— start of Given records —

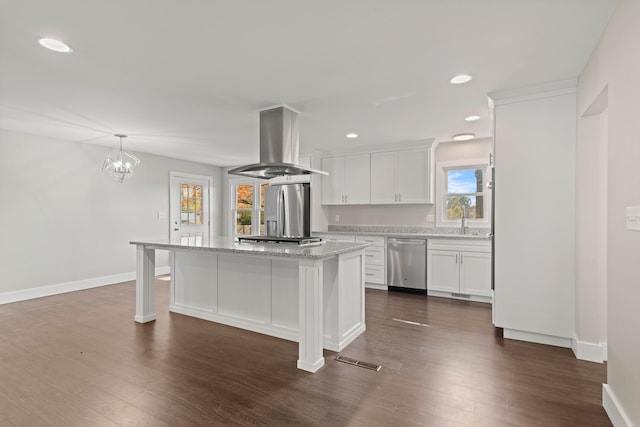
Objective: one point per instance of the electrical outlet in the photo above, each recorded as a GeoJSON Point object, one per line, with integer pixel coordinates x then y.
{"type": "Point", "coordinates": [633, 218]}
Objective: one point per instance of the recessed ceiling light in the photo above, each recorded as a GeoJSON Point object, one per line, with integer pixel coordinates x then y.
{"type": "Point", "coordinates": [55, 45]}
{"type": "Point", "coordinates": [463, 136]}
{"type": "Point", "coordinates": [460, 78]}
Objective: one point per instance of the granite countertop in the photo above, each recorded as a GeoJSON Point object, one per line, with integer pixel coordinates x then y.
{"type": "Point", "coordinates": [409, 232]}
{"type": "Point", "coordinates": [226, 244]}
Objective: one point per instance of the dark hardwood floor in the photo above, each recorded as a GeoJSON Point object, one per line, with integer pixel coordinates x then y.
{"type": "Point", "coordinates": [79, 359]}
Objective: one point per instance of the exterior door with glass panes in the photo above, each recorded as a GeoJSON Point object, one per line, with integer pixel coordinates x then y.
{"type": "Point", "coordinates": [190, 208]}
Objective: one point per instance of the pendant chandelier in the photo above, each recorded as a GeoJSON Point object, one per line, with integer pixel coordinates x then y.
{"type": "Point", "coordinates": [120, 165]}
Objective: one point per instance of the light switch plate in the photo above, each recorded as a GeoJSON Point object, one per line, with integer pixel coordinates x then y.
{"type": "Point", "coordinates": [633, 218]}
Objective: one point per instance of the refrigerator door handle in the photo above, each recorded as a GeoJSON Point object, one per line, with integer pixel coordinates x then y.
{"type": "Point", "coordinates": [284, 207]}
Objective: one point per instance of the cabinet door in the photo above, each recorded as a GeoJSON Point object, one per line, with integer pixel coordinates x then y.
{"type": "Point", "coordinates": [443, 271]}
{"type": "Point", "coordinates": [413, 176]}
{"type": "Point", "coordinates": [383, 178]}
{"type": "Point", "coordinates": [475, 273]}
{"type": "Point", "coordinates": [333, 185]}
{"type": "Point", "coordinates": [358, 179]}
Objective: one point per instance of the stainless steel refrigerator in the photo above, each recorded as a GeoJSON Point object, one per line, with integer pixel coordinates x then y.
{"type": "Point", "coordinates": [287, 210]}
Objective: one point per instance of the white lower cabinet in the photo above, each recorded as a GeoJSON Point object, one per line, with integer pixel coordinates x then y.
{"type": "Point", "coordinates": [375, 256]}
{"type": "Point", "coordinates": [459, 268]}
{"type": "Point", "coordinates": [374, 267]}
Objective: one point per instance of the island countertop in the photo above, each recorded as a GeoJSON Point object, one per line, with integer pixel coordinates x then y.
{"type": "Point", "coordinates": [227, 244]}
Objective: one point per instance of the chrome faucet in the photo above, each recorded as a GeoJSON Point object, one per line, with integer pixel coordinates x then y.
{"type": "Point", "coordinates": [464, 226]}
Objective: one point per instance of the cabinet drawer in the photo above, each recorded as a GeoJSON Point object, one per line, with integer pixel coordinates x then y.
{"type": "Point", "coordinates": [374, 255]}
{"type": "Point", "coordinates": [374, 240]}
{"type": "Point", "coordinates": [374, 274]}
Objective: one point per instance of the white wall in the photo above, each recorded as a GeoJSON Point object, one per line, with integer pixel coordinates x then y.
{"type": "Point", "coordinates": [409, 215]}
{"type": "Point", "coordinates": [64, 220]}
{"type": "Point", "coordinates": [615, 64]}
{"type": "Point", "coordinates": [535, 216]}
{"type": "Point", "coordinates": [591, 237]}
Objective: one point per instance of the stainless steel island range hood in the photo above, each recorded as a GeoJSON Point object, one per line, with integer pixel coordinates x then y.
{"type": "Point", "coordinates": [279, 141]}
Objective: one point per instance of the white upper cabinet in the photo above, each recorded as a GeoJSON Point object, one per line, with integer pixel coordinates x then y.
{"type": "Point", "coordinates": [348, 182]}
{"type": "Point", "coordinates": [401, 176]}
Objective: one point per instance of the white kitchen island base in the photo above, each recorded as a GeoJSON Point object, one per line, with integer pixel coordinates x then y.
{"type": "Point", "coordinates": [314, 296]}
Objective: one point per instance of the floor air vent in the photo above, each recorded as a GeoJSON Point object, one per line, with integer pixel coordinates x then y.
{"type": "Point", "coordinates": [358, 363]}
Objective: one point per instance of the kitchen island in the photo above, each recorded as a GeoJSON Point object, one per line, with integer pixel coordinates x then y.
{"type": "Point", "coordinates": [313, 295]}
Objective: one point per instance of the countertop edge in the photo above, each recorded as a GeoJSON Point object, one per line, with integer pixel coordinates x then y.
{"type": "Point", "coordinates": [263, 250]}
{"type": "Point", "coordinates": [414, 235]}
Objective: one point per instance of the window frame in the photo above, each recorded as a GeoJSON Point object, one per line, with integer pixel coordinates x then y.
{"type": "Point", "coordinates": [257, 211]}
{"type": "Point", "coordinates": [442, 192]}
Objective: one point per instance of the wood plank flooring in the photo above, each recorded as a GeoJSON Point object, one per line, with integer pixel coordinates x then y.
{"type": "Point", "coordinates": [79, 359]}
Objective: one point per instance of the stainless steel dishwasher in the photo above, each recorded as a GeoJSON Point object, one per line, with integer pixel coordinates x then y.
{"type": "Point", "coordinates": [407, 264]}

— end of Given records —

**Work to be completed**
Reproduce the entries above without change, omitting all pictures.

**Answer**
Objective: one point per instance of the electrical outlet in the photo above, each recorded as a GeoJSON Point object, one per line, with integer pixel coordinates x then y.
{"type": "Point", "coordinates": [633, 218]}
Objective: one point per instance of the recessed ceiling light in the photo above, each recorded as a GeoJSON Point object, one per line, with integer pixel coordinates x then y.
{"type": "Point", "coordinates": [55, 45]}
{"type": "Point", "coordinates": [463, 136]}
{"type": "Point", "coordinates": [460, 78]}
Objective: one point per instance of the granite countertop in the photo above, each recorded as a GeoJSON Point object, one per line, with integer pixel coordinates x then y.
{"type": "Point", "coordinates": [409, 232]}
{"type": "Point", "coordinates": [226, 244]}
Objective: one point per instance of the dark hardwood floor in the photo above, each recorded as a GeoJSON Point object, one per line, with integer pixel coordinates x then y.
{"type": "Point", "coordinates": [79, 359]}
Objective: one point per instance of the exterior door with glass panes in the photo above, each recorded as a GeoJSON Point object, one per line, with integer pixel coordinates x then y.
{"type": "Point", "coordinates": [190, 208]}
Objective: one point per instance of the pendant chandelier in the photo above, each recorded as a GeoJSON Point object, one per line, with integer pixel coordinates x then y.
{"type": "Point", "coordinates": [120, 165]}
Objective: one point per instance of the light switch plate in the photo above, each recorded as a GeoJSON Point object, one per line, with integer pixel coordinates x then y.
{"type": "Point", "coordinates": [633, 218]}
Objective: one point per instance of the refrigerator door handle in the photo above, each recorded as a GeoJSON Point object, one per line, with integer pixel coordinates x then y.
{"type": "Point", "coordinates": [284, 207]}
Objective: one point per instance of the cabinet door in the photo above, each recorded as a GeoJSON Point object, one per line, with integer pixel coordinates x then y.
{"type": "Point", "coordinates": [443, 271]}
{"type": "Point", "coordinates": [413, 176]}
{"type": "Point", "coordinates": [383, 178]}
{"type": "Point", "coordinates": [475, 273]}
{"type": "Point", "coordinates": [333, 185]}
{"type": "Point", "coordinates": [358, 179]}
Objective: one point per instance of the stainless steel refrigerator in the photo above, each recorded as a GeoJSON Point object, one per line, with integer pixel coordinates x then y.
{"type": "Point", "coordinates": [287, 210]}
Objective: one point per instance of the white lower cabinet in the photo above, each recorded as a GeoJSON Point object, one per line, with integer pixel coordinates x then y.
{"type": "Point", "coordinates": [375, 256]}
{"type": "Point", "coordinates": [459, 268]}
{"type": "Point", "coordinates": [374, 267]}
Objective: one point per instance of the island countertop in the photo above, each recorded as a GeoJSON Point object, one per line, with integer pixel coordinates x then y.
{"type": "Point", "coordinates": [227, 244]}
Objective: one point per instance of the chrome faucet in the photo above, each recorded as a GeoJSON Point object, one per line, with integer pixel coordinates x then y.
{"type": "Point", "coordinates": [464, 226]}
Objective: one point per instance of the cabinet drawer in the photo above, each recorded as a GeoJSON Point object, one per line, with integer pixel coordinates x then y.
{"type": "Point", "coordinates": [374, 255]}
{"type": "Point", "coordinates": [374, 240]}
{"type": "Point", "coordinates": [374, 274]}
Objective: one point per instance of the white wall in the photo above, each recorded as a GeoJSON Point object, one per line, with integer pixel coordinates x then y.
{"type": "Point", "coordinates": [409, 215]}
{"type": "Point", "coordinates": [64, 220]}
{"type": "Point", "coordinates": [615, 64]}
{"type": "Point", "coordinates": [535, 216]}
{"type": "Point", "coordinates": [591, 237]}
Objective: one point per instance of the stainless steel island range hood in the photo above, each recorded as a GeoJSON Point object, one per line, with integer pixel coordinates x then y.
{"type": "Point", "coordinates": [279, 141]}
Objective: one point per instance of the white upper cabinet in the photo above, each recorded as a GeoJSON Point object, one per line, with integer pixel coordinates x then y.
{"type": "Point", "coordinates": [348, 182]}
{"type": "Point", "coordinates": [401, 176]}
Objective: one point per instance of the white kitchen island base in the photo above, each recorded as a GeoJSON Point object, one per line, with integer pixel coordinates x then y.
{"type": "Point", "coordinates": [314, 296]}
Objective: one point per instance of the floor air vent in the photo above, each recorded as a GeoJSON Point object, one per line, with integer pixel coordinates x then y.
{"type": "Point", "coordinates": [358, 363]}
Objective: one point per instance of the kitchen island in the photo above, each recorded as a GeoJSON Point object, one per line, with integer pixel coordinates x then y.
{"type": "Point", "coordinates": [313, 295]}
Objective: one point per instance of the countertop edge in the photo above, each recorded as a GeoJSON Point object, one per line, with integer pixel coordinates x then y.
{"type": "Point", "coordinates": [263, 250]}
{"type": "Point", "coordinates": [414, 235]}
Objective: one point per instance of the window frame in the photo above, each recorded as a GeoJSON Point object, one per line, with integer pixel coordinates x then y.
{"type": "Point", "coordinates": [257, 211]}
{"type": "Point", "coordinates": [442, 192]}
Objective: one point per instance of the wood plank flooring in the photo above, each recorded as a GeoJSON Point object, one per line, with integer pixel coordinates x then y.
{"type": "Point", "coordinates": [79, 359]}
Objective: one point per instance of the stainless steel dishwasher in the photo above, each recorded as a GeoJSON Point object, one per line, with integer pixel coordinates x then y.
{"type": "Point", "coordinates": [407, 264]}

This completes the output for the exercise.